(Excerpts of pointing data)
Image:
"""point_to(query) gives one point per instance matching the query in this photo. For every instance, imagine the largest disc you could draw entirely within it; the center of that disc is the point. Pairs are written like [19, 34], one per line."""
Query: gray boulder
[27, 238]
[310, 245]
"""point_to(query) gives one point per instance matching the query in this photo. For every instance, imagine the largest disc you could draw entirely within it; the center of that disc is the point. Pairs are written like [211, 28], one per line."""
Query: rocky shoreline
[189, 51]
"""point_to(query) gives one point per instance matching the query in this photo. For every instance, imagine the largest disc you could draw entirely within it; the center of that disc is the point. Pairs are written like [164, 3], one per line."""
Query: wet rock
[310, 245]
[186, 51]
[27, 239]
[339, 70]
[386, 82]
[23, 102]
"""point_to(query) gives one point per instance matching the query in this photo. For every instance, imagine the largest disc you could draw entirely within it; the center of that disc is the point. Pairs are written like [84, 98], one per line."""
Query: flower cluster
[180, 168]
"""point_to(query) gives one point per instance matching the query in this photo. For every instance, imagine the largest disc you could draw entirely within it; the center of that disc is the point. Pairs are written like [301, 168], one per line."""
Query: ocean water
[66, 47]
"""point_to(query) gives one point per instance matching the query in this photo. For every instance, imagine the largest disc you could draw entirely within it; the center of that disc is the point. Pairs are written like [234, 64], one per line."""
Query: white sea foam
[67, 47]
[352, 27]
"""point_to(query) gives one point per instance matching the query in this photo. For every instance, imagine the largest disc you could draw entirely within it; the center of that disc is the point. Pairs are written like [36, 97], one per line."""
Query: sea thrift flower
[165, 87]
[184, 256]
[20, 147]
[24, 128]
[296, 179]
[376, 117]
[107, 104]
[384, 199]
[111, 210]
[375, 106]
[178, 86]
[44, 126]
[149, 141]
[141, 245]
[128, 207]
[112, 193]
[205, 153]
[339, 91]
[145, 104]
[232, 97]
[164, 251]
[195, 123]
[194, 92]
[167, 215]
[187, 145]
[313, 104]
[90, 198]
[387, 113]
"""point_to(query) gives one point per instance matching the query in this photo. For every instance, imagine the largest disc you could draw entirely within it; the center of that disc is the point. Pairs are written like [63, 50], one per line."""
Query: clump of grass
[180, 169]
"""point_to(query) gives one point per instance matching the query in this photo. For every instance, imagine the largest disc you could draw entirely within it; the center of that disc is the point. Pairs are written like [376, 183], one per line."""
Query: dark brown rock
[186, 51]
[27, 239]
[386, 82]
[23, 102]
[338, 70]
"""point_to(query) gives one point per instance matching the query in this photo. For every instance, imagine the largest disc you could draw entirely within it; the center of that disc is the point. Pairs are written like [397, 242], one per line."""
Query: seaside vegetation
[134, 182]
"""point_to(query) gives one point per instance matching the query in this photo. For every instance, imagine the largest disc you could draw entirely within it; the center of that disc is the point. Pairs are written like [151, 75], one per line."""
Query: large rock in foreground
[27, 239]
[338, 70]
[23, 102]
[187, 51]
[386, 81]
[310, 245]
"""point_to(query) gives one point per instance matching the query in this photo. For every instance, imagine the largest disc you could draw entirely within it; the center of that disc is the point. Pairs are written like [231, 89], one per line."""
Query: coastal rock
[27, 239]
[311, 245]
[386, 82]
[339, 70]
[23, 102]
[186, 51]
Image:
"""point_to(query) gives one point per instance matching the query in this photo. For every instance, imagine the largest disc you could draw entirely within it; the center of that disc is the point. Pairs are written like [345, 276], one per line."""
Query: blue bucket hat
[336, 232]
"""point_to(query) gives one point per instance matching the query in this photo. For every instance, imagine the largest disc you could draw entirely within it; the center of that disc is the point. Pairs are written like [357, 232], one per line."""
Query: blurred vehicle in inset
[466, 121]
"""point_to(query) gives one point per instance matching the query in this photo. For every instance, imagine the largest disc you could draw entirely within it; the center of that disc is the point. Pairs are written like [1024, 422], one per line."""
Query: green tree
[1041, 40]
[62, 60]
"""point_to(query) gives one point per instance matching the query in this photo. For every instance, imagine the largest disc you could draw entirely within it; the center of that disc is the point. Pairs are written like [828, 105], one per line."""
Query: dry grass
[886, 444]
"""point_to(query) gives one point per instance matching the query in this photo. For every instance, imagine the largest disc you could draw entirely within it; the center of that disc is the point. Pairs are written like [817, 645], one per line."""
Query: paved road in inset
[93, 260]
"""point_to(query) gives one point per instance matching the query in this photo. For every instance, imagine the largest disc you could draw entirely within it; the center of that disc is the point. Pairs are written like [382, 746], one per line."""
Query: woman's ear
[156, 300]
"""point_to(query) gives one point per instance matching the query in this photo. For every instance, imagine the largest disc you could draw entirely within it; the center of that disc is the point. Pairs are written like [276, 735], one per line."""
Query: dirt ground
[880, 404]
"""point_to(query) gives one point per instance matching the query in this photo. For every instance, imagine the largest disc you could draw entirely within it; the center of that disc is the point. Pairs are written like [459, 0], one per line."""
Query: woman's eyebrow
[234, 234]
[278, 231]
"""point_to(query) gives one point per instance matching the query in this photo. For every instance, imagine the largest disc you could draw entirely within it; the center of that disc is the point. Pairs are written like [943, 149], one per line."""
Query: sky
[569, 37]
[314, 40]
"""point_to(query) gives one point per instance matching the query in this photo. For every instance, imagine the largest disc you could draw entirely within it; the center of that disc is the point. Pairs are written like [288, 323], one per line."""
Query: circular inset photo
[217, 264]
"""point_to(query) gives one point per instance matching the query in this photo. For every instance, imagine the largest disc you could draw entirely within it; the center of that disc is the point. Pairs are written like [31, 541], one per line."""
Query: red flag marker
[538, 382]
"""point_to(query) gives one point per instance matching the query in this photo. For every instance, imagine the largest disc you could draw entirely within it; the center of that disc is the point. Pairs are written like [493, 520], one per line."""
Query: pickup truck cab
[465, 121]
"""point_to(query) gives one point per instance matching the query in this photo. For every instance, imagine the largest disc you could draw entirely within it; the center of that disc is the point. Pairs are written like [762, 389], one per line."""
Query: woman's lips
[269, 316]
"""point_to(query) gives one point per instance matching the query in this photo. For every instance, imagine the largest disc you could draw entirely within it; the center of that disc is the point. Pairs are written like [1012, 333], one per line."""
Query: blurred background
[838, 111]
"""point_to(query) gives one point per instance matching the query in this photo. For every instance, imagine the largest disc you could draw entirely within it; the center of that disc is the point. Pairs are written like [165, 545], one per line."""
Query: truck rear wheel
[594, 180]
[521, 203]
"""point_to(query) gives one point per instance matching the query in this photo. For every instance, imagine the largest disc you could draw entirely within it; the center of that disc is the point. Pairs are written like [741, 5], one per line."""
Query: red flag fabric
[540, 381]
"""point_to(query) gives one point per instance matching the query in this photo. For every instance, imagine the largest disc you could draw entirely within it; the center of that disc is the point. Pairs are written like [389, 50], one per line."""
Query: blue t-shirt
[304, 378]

§ **What the task asks**: Each line in the material above must be retyped without alteration.

§ **Completed task**:
Image:
"""point_to(query) gives one point per instance matching the query in this photo. For every instance, imagine the largest disc you could draw entirely within it; the center of that disc is the point. Pairs are written like [19, 34], one per line."""
Query: gray boulder
[27, 238]
[310, 245]
"""point_to(query) gives one point per instance matching the query in this photo. For every instance, imagine the largest disc you could draw entirely within it; the center of that disc is the point. Pairs are written like [211, 28], one per line."""
Query: rocky shoreline
[189, 51]
"""point_to(query) gives one point per instance matching the query in this photo. For every instance, imagine the largest disc you could draw entirely within it; the center of that disc is the point. Pairs are written like [164, 3], one per line."""
Query: wet rock
[310, 245]
[186, 51]
[27, 239]
[339, 70]
[386, 82]
[23, 102]
"""point_to(query) gives one point per instance matching the query in this photo. For every instance, imagine the largest disc you could draw entirely within it; the center of that disc is the point. Pairs are written like [84, 98], one per line."""
Query: flower cluster
[180, 168]
"""point_to(query) gives one point per instance matching the query in this photo. For every instance, imagine the largest disc you could draw entirely within it; the center of that disc is the point. Pairs are written like [301, 168], one per line."""
Query: ocean water
[66, 47]
"""point_to(query) gives one point per instance matching the query in this photo. For every instance, imagine the largest disc you could draw entirely within it; the center of that disc is the point. Pairs are written like [234, 64], one per line."""
Query: white sea foam
[67, 47]
[352, 27]
"""point_to(query) gives one point per instance matching the query in this photo. For every instance, imagine the largest disc you could draw entirely within it; the center of that disc is the point. Pairs are written like [36, 97], one per line."""
Query: sea thrift flower
[165, 87]
[184, 256]
[20, 147]
[24, 128]
[296, 179]
[376, 117]
[107, 104]
[384, 199]
[111, 210]
[375, 106]
[178, 86]
[44, 126]
[149, 141]
[141, 245]
[128, 207]
[112, 193]
[205, 153]
[339, 91]
[145, 104]
[232, 97]
[164, 251]
[195, 123]
[194, 92]
[167, 215]
[187, 145]
[313, 104]
[90, 198]
[387, 113]
"""point_to(query) gives one point per instance matching the query in this photo. For every instance, imagine the largest disc you could draw entirely within it; the center of that disc is the point. Pairs are written like [63, 50], one per line."""
Query: clump of grass
[180, 169]
"""point_to(query) gives one point per instance matching the query in this photo. For every instance, imagine the largest disc you could draw entirely within it; the center of that disc is the point. Pairs are written like [376, 183], one per line."""
Query: dark brown rock
[186, 51]
[27, 239]
[386, 82]
[23, 102]
[338, 70]
"""point_to(query) gives one point per instance matching the query in this photo. For every instance, imagine the largest disc you could draw entirely within it; the center of that disc is the point. Pairs are written like [397, 242], one per line."""
Query: seaside vegetation
[134, 182]
"""point_to(query) gives one point per instance matching the query in this photo. For every instance, imagine the largest disc you could draw entirely within it; the center of that disc is the point. Pairs are written like [151, 75], one per line."""
Query: large rock in foreground
[27, 239]
[338, 70]
[23, 102]
[187, 51]
[386, 81]
[310, 245]
"""point_to(query) gives one point per instance matching the query in this photo. For every instance, imagine the largest disc you could draw entirely within it; the center of that disc is the point. Pairs are written like [231, 89], one per line."""
Query: coastal rock
[27, 239]
[311, 245]
[386, 82]
[339, 70]
[23, 102]
[186, 51]
Image:
"""point_to(query) gives one point per instance matching the query in this photo. For every instance, imagine the largest disc you could draw entirely within it; the center of that disc is the point. Pairs are written like [345, 276], one per line."""
Query: blue bucket hat
[336, 232]
"""point_to(query) gives one point per instance matching the query in this photo. For every instance, imagine the largest disc you could draw entirely within it; the center of that disc is the point. Pairs are written like [357, 232], one per line."""
Query: blurred vehicle in inset
[466, 121]
"""point_to(query) gives one point per instance matching the query in this photo. For every instance, imagine the largest disc you could draw entirely within it; the center of that disc is the point. Pairs are written like [1024, 422], one per line."""
Query: green tree
[1041, 40]
[62, 60]
"""point_to(query) gives one point per instance matching the query in this photo. For every instance, imagine the largest disc you could draw entirely within it; the center of that disc is the point. Pairs are written like [828, 105], one per line."""
Query: dry grass
[886, 444]
"""point_to(query) gives one point per instance matching the query in this photo. For every instance, imagine the largest disc you could draw entirely within it; the center of that disc is the point. Pairs are written like [817, 645], one per line."""
Query: paved road in inset
[93, 260]
"""point_to(query) gives one point per instance matching the query in this photo. For every instance, imagine the largest disc you could draw entirely within it; the center of that disc is the point. Pairs are written like [382, 746], one per line."""
Query: woman's ear
[156, 300]
"""point_to(query) gives one point per instance matching the query in this photo. For every instance, imagine the largest disc you could draw entirely within it; the center of that disc is the point. Pairs are written like [276, 735], one per line."""
Query: dirt ground
[880, 404]
"""point_to(query) gives one point per instance matching the query in this photo. For every instance, imagine the largest disc you could draw entirely within it; the center of that disc is the point. Pairs are written like [459, 0], one per line."""
Query: woman's eyebrow
[234, 234]
[278, 231]
"""point_to(query) gives one point per instance matching the query in this photo. For every instance, imagine the largest disc you could draw entirely within it; the center of that disc is the point. Pairs are written like [943, 149], one per line."""
Query: sky
[569, 37]
[314, 40]
"""point_to(query) gives one point per instance matching the query in this photo. For every instance, imagine the largest disc you could draw entirely within it; the center of that disc is the point. Pairs are written like [288, 323], one per line."""
Query: circular inset photo
[217, 264]
"""point_to(query) gives one point per instance matching the query in this photo. For every instance, imagine the largest disc you could draw entirely within it; the center of that disc is the point. Pairs are written like [31, 541], one per line."""
Query: red flag marker
[538, 382]
"""point_to(query) gives one point per instance matching the query in this photo. For every instance, imagine the largest disc you could draw entirely within it; the center of that disc is the point. Pairs are written like [493, 520], one per line."""
Query: pickup truck cab
[465, 121]
"""point_to(query) gives one point per instance matching the query in this photo. For every instance, imagine the largest disc you could draw entirely within it; the center of that disc is the point. Pairs are written like [762, 389], one per line."""
Query: woman's lips
[269, 316]
"""point_to(query) gives one point per instance matching the query in this photo. For every instance, imagine the largest disc you could draw entirely within it; the center of that disc is the point. Pairs are written like [1012, 333], one per line."""
Query: blurred background
[838, 111]
"""point_to(query) gives one point per instance matching the query in this photo. For every instance, imagine the largest disc you could draw entirely within it; the center of that disc is the point. Pairs are written like [165, 545], one per line."""
Query: truck rear wheel
[594, 180]
[521, 203]
"""point_to(query) gives one point per instance matching the query in this photo. For every instance, imagine the largest disc you could draw entirely within it; the center of that disc is the point. Pairs are written like [741, 5], one per line."""
Query: red flag fabric
[540, 381]
"""point_to(query) gives one point per instance matching the query in this photo. For every instance, imagine the largest disc you could draw entirely within it; the center of that disc is the point. Pairs are written like [389, 50], one per line."""
Query: blue t-shirt
[304, 378]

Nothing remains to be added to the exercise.